___ MATERIAL SUPPLIED

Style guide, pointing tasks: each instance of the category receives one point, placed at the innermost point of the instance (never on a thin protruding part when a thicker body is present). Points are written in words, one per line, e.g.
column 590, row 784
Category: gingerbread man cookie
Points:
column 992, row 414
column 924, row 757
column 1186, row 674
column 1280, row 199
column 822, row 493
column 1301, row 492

______

# [AIM OF THE EXERCISE]
Return the lines above, from the one containing "column 590, row 784" to the end, exactly as they stand.

# [SOLVED EXERCISE]
column 590, row 784
Category: gingerbread man cookie
Points:
column 992, row 414
column 924, row 757
column 1186, row 674
column 1280, row 199
column 822, row 493
column 1301, row 492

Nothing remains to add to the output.